Pull out every line below that contains the word "frame" and copy each one in full.

--- begin Records provided ---

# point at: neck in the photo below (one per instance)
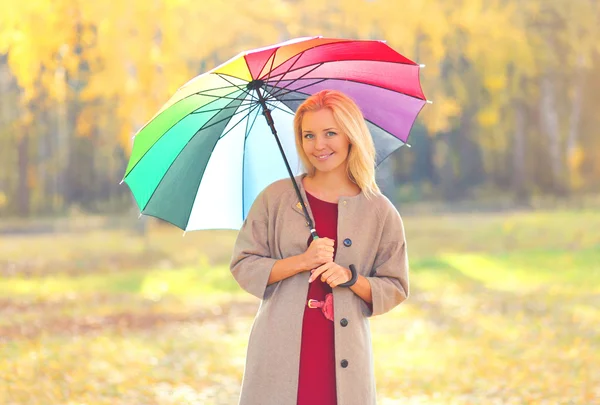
(333, 184)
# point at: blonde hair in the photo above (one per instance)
(361, 157)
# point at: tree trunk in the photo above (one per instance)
(519, 171)
(549, 122)
(23, 191)
(575, 119)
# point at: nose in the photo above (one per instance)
(320, 143)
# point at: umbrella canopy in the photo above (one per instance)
(200, 162)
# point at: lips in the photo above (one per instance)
(323, 157)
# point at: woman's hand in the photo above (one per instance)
(332, 274)
(319, 252)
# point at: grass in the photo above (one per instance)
(503, 309)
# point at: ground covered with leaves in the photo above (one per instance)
(504, 309)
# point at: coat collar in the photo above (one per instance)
(296, 206)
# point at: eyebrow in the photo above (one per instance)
(326, 129)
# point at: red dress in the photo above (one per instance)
(316, 380)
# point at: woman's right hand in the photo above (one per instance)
(318, 253)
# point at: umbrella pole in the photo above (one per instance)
(267, 114)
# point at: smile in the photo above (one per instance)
(323, 157)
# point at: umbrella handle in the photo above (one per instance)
(256, 85)
(352, 280)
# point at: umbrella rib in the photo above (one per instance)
(216, 88)
(173, 161)
(320, 45)
(240, 88)
(178, 121)
(334, 61)
(280, 89)
(283, 101)
(246, 134)
(281, 92)
(321, 79)
(286, 72)
(200, 111)
(249, 110)
(199, 129)
(272, 58)
(284, 110)
(224, 119)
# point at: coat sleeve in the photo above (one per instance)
(389, 276)
(251, 263)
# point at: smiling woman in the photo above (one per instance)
(310, 342)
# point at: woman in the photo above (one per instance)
(306, 348)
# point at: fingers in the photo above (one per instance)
(324, 242)
(318, 271)
(335, 275)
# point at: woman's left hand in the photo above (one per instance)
(331, 273)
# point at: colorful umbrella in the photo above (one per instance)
(200, 162)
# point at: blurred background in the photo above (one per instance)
(500, 195)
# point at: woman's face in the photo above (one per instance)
(323, 142)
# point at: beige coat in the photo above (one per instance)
(276, 228)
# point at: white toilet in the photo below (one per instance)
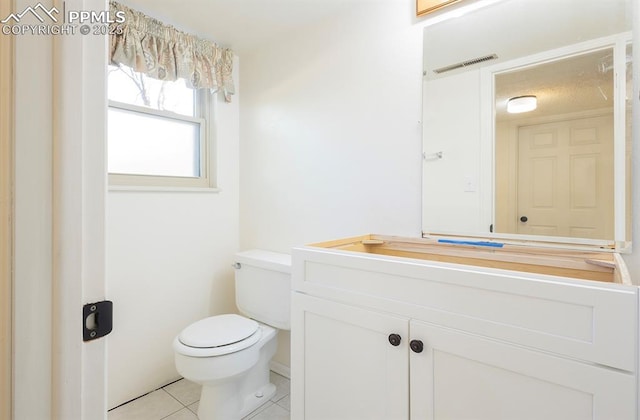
(229, 354)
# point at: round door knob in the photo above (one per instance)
(416, 346)
(395, 339)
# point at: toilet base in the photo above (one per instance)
(253, 401)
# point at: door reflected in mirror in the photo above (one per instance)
(560, 172)
(554, 164)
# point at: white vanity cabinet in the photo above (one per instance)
(378, 335)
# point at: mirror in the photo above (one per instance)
(557, 173)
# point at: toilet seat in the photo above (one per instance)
(218, 335)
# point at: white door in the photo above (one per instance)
(344, 366)
(565, 178)
(462, 376)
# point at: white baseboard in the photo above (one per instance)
(280, 369)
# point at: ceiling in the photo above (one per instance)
(242, 25)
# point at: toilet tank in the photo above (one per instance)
(263, 287)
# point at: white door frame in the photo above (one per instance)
(79, 201)
(6, 216)
(59, 208)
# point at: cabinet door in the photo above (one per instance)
(343, 364)
(461, 376)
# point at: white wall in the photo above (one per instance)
(330, 134)
(32, 281)
(169, 260)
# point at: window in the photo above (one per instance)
(159, 132)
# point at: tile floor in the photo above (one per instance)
(179, 401)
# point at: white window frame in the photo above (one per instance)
(205, 109)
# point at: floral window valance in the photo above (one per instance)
(165, 53)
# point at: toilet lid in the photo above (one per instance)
(217, 331)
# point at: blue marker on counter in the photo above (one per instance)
(474, 243)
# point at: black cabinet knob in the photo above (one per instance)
(395, 339)
(416, 346)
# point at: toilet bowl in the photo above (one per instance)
(229, 354)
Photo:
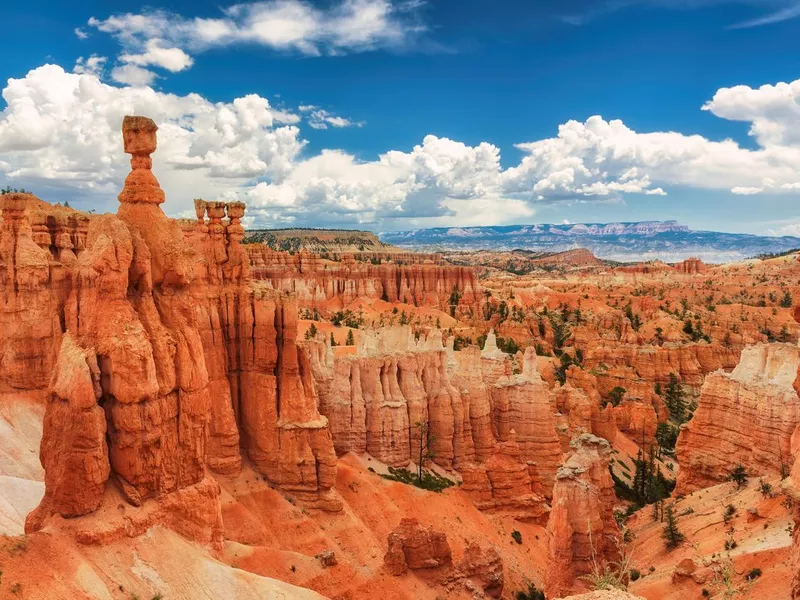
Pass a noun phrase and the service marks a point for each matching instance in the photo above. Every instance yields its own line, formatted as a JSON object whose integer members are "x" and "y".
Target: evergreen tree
{"x": 675, "y": 398}
{"x": 671, "y": 534}
{"x": 786, "y": 301}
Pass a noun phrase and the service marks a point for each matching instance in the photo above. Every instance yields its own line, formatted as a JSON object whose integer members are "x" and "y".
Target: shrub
{"x": 729, "y": 513}
{"x": 753, "y": 574}
{"x": 531, "y": 594}
{"x": 429, "y": 481}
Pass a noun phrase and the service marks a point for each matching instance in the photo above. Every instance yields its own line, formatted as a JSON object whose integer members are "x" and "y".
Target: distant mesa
{"x": 668, "y": 241}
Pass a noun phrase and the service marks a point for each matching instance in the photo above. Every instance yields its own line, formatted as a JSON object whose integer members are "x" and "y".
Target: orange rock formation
{"x": 581, "y": 521}
{"x": 332, "y": 285}
{"x": 143, "y": 389}
{"x": 745, "y": 417}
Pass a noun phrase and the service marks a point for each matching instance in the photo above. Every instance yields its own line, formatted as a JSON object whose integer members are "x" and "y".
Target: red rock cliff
{"x": 162, "y": 356}
{"x": 581, "y": 520}
{"x": 745, "y": 417}
{"x": 331, "y": 285}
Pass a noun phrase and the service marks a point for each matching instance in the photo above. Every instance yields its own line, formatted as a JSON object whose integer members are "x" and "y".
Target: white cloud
{"x": 60, "y": 133}
{"x": 93, "y": 65}
{"x": 171, "y": 59}
{"x": 133, "y": 75}
{"x": 319, "y": 118}
{"x": 165, "y": 39}
{"x": 746, "y": 191}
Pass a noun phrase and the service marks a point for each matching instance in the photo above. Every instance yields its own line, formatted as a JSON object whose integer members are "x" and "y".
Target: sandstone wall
{"x": 332, "y": 285}
{"x": 158, "y": 355}
{"x": 745, "y": 417}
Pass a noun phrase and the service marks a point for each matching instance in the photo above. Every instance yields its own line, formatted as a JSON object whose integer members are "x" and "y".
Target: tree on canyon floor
{"x": 666, "y": 436}
{"x": 611, "y": 574}
{"x": 675, "y": 398}
{"x": 426, "y": 441}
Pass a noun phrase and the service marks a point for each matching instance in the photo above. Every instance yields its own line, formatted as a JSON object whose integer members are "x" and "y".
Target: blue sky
{"x": 405, "y": 114}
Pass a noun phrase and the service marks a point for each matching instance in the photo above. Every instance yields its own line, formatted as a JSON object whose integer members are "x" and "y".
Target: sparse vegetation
{"x": 532, "y": 593}
{"x": 739, "y": 476}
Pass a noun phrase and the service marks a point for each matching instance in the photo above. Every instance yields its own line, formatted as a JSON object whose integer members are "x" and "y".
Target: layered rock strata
{"x": 744, "y": 417}
{"x": 162, "y": 357}
{"x": 379, "y": 399}
{"x": 414, "y": 547}
{"x": 581, "y": 524}
{"x": 332, "y": 285}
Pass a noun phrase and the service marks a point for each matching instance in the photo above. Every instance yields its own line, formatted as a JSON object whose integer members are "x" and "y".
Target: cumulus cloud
{"x": 133, "y": 75}
{"x": 171, "y": 59}
{"x": 60, "y": 133}
{"x": 165, "y": 39}
{"x": 319, "y": 118}
{"x": 93, "y": 65}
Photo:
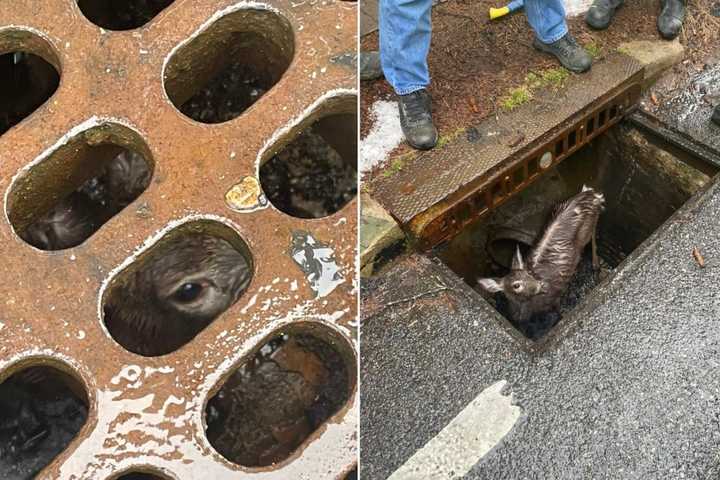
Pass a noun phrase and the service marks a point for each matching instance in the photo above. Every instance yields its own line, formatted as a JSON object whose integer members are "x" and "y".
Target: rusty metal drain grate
{"x": 125, "y": 89}
{"x": 438, "y": 193}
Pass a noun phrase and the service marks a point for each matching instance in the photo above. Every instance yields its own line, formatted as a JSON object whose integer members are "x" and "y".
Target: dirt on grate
{"x": 474, "y": 63}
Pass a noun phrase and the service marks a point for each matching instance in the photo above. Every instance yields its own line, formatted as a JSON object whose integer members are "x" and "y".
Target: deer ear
{"x": 518, "y": 263}
{"x": 490, "y": 285}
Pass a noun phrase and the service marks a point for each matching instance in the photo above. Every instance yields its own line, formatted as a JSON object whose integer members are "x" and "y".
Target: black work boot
{"x": 571, "y": 55}
{"x": 370, "y": 68}
{"x": 416, "y": 119}
{"x": 601, "y": 12}
{"x": 671, "y": 18}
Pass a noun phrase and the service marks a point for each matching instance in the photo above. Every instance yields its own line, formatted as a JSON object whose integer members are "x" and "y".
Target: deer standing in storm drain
{"x": 537, "y": 283}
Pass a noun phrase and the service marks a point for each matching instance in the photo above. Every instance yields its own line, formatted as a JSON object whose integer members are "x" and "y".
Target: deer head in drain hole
{"x": 537, "y": 283}
{"x": 172, "y": 296}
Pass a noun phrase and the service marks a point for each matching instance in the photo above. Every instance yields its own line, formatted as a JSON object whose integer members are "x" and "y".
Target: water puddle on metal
{"x": 26, "y": 82}
{"x": 269, "y": 406}
{"x": 122, "y": 14}
{"x": 644, "y": 180}
{"x": 140, "y": 476}
{"x": 41, "y": 411}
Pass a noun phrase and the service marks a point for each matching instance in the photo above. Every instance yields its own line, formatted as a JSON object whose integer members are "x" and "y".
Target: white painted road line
{"x": 465, "y": 440}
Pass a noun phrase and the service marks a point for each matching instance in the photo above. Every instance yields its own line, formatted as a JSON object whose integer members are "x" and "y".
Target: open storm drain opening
{"x": 268, "y": 407}
{"x": 122, "y": 14}
{"x": 228, "y": 66}
{"x": 644, "y": 181}
{"x": 42, "y": 409}
{"x": 29, "y": 75}
{"x": 315, "y": 174}
{"x": 65, "y": 196}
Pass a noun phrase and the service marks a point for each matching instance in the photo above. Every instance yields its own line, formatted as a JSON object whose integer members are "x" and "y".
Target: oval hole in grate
{"x": 42, "y": 409}
{"x": 143, "y": 473}
{"x": 29, "y": 75}
{"x": 312, "y": 172}
{"x": 228, "y": 66}
{"x": 66, "y": 195}
{"x": 291, "y": 386}
{"x": 122, "y": 14}
{"x": 177, "y": 287}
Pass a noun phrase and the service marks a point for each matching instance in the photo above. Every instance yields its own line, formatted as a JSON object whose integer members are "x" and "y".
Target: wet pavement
{"x": 689, "y": 107}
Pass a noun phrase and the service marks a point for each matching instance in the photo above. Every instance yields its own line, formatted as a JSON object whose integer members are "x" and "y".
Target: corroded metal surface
{"x": 148, "y": 412}
{"x": 426, "y": 186}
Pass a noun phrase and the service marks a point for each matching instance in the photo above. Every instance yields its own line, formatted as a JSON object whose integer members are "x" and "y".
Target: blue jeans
{"x": 405, "y": 37}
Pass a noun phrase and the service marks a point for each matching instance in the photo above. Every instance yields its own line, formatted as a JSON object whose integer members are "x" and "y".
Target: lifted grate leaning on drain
{"x": 493, "y": 190}
{"x": 128, "y": 91}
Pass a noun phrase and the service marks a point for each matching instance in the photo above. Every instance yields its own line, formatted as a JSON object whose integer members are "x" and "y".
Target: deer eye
{"x": 188, "y": 292}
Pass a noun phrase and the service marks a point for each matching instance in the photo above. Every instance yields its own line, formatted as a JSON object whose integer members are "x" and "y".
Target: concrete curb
{"x": 379, "y": 234}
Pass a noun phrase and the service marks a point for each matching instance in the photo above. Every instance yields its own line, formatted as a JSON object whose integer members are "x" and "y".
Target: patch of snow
{"x": 574, "y": 8}
{"x": 385, "y": 135}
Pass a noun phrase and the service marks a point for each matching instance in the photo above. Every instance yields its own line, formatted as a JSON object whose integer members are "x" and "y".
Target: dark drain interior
{"x": 26, "y": 82}
{"x": 122, "y": 14}
{"x": 140, "y": 476}
{"x": 41, "y": 411}
{"x": 177, "y": 288}
{"x": 230, "y": 65}
{"x": 65, "y": 198}
{"x": 315, "y": 175}
{"x": 271, "y": 404}
{"x": 644, "y": 180}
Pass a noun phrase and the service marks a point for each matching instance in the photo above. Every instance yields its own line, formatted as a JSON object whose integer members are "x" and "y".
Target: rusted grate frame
{"x": 148, "y": 412}
{"x": 488, "y": 193}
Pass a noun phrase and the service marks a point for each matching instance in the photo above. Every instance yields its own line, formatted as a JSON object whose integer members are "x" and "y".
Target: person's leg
{"x": 370, "y": 68}
{"x": 671, "y": 18}
{"x": 404, "y": 45}
{"x": 601, "y": 12}
{"x": 547, "y": 19}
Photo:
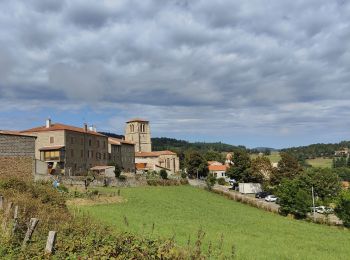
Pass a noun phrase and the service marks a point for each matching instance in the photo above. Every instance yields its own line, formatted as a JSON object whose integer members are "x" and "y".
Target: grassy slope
{"x": 256, "y": 234}
{"x": 320, "y": 162}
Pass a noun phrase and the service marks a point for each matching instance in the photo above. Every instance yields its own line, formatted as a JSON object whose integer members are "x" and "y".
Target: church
{"x": 138, "y": 131}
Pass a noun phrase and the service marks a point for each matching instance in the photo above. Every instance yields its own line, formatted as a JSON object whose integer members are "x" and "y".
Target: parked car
{"x": 261, "y": 194}
{"x": 324, "y": 210}
{"x": 271, "y": 198}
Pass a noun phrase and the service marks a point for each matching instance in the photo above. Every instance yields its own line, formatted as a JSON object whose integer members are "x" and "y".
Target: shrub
{"x": 163, "y": 174}
{"x": 122, "y": 178}
{"x": 183, "y": 175}
{"x": 221, "y": 181}
{"x": 342, "y": 209}
{"x": 210, "y": 181}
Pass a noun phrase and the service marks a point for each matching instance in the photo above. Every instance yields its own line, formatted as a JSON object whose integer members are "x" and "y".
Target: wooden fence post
{"x": 6, "y": 216}
{"x": 1, "y": 202}
{"x": 50, "y": 243}
{"x": 15, "y": 220}
{"x": 32, "y": 225}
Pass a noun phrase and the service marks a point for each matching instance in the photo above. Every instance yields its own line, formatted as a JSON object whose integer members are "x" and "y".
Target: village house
{"x": 17, "y": 153}
{"x": 138, "y": 131}
{"x": 219, "y": 171}
{"x": 121, "y": 152}
{"x": 68, "y": 149}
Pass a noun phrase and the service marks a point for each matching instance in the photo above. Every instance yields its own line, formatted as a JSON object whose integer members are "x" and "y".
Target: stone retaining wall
{"x": 20, "y": 167}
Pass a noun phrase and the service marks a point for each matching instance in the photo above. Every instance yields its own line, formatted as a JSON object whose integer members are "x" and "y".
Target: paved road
{"x": 333, "y": 219}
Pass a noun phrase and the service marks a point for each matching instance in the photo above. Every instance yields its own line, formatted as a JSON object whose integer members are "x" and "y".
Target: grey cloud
{"x": 248, "y": 59}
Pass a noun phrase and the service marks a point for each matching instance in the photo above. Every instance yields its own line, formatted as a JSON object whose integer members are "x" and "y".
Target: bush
{"x": 342, "y": 209}
{"x": 221, "y": 181}
{"x": 163, "y": 174}
{"x": 122, "y": 178}
{"x": 210, "y": 181}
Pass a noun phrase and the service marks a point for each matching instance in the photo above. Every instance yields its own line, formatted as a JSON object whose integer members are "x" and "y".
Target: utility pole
{"x": 313, "y": 201}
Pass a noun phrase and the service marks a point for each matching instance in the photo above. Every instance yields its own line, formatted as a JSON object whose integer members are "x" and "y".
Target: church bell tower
{"x": 138, "y": 131}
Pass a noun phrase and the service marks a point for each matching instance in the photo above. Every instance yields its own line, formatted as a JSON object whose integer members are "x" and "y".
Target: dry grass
{"x": 99, "y": 200}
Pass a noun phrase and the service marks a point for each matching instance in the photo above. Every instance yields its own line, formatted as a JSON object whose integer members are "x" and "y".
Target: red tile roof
{"x": 214, "y": 162}
{"x": 58, "y": 127}
{"x": 137, "y": 120}
{"x": 153, "y": 154}
{"x": 18, "y": 133}
{"x": 217, "y": 167}
{"x": 117, "y": 141}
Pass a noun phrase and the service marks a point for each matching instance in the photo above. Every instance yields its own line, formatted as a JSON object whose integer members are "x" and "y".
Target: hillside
{"x": 179, "y": 146}
{"x": 164, "y": 143}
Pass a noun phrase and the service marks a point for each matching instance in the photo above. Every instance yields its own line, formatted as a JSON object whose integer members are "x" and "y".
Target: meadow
{"x": 181, "y": 211}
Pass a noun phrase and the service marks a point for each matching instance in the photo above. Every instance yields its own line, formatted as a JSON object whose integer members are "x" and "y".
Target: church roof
{"x": 153, "y": 154}
{"x": 137, "y": 120}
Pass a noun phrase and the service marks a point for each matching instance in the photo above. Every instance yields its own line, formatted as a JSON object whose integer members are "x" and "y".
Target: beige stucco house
{"x": 69, "y": 149}
{"x": 121, "y": 152}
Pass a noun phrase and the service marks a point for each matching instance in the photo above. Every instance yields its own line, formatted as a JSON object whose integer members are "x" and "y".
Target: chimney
{"x": 48, "y": 123}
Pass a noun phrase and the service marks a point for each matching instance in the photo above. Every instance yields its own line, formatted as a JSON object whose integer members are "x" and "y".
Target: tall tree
{"x": 240, "y": 169}
{"x": 288, "y": 167}
{"x": 195, "y": 163}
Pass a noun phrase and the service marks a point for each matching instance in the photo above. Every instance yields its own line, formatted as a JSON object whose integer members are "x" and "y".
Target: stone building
{"x": 138, "y": 131}
{"x": 158, "y": 160}
{"x": 68, "y": 149}
{"x": 17, "y": 153}
{"x": 121, "y": 152}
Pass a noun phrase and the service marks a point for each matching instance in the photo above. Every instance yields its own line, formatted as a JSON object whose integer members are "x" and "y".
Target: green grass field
{"x": 320, "y": 162}
{"x": 274, "y": 156}
{"x": 180, "y": 211}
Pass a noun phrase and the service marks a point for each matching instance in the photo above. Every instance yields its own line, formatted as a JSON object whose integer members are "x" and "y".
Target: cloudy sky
{"x": 256, "y": 73}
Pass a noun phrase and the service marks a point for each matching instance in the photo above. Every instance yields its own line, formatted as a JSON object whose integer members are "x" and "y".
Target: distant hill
{"x": 263, "y": 149}
{"x": 316, "y": 150}
{"x": 179, "y": 146}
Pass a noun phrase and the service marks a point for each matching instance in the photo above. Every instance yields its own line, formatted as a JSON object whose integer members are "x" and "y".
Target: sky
{"x": 254, "y": 73}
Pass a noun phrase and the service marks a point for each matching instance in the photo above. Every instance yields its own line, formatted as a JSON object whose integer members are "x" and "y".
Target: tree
{"x": 261, "y": 168}
{"x": 117, "y": 171}
{"x": 293, "y": 199}
{"x": 326, "y": 183}
{"x": 241, "y": 164}
{"x": 212, "y": 155}
{"x": 342, "y": 210}
{"x": 210, "y": 181}
{"x": 195, "y": 163}
{"x": 163, "y": 174}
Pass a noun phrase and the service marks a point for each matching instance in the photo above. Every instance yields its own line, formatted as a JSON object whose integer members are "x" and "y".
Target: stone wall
{"x": 20, "y": 167}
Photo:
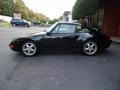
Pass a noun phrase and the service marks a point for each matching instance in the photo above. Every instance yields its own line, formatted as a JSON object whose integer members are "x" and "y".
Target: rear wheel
{"x": 90, "y": 48}
{"x": 29, "y": 48}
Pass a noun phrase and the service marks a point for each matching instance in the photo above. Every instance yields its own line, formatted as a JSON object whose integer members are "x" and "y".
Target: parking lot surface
{"x": 57, "y": 70}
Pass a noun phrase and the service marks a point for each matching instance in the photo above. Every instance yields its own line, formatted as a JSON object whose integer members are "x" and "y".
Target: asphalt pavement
{"x": 57, "y": 70}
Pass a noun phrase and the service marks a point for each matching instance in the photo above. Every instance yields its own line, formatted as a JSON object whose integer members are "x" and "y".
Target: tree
{"x": 84, "y": 8}
{"x": 8, "y": 8}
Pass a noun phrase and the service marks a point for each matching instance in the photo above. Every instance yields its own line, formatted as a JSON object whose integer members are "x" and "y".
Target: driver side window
{"x": 55, "y": 30}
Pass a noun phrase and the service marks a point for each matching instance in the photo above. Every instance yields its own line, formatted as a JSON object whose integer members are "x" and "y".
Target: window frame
{"x": 59, "y": 28}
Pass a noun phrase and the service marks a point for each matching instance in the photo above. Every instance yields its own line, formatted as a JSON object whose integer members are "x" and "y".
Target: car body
{"x": 65, "y": 36}
{"x": 20, "y": 22}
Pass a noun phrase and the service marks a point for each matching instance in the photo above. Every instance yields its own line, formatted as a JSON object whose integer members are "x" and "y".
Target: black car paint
{"x": 69, "y": 41}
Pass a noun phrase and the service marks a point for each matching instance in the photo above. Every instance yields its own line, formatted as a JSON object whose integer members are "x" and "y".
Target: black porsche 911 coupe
{"x": 62, "y": 35}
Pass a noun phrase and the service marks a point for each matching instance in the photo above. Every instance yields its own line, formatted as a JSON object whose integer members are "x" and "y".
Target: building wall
{"x": 112, "y": 18}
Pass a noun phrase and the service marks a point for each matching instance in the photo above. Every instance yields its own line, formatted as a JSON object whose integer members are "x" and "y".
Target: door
{"x": 48, "y": 42}
{"x": 66, "y": 36}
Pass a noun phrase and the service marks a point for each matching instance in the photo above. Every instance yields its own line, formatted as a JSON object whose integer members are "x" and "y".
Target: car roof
{"x": 62, "y": 22}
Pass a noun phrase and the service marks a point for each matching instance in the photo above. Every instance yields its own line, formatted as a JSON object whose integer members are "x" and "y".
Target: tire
{"x": 13, "y": 24}
{"x": 29, "y": 48}
{"x": 90, "y": 48}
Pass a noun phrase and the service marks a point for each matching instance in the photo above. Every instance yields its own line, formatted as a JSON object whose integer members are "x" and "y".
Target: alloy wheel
{"x": 29, "y": 49}
{"x": 90, "y": 48}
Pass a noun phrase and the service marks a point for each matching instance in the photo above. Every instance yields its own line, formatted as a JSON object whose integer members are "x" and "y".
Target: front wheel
{"x": 29, "y": 48}
{"x": 90, "y": 48}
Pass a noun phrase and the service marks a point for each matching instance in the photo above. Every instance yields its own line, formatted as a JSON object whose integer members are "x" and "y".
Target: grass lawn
{"x": 5, "y": 24}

--- end Records provided ---

### Reply to the task
# point at: white door frame in the photo above (one per instance)
# point at: white window frame in the photo above (one per instance)
Target: rusted grate frame
Target: window frame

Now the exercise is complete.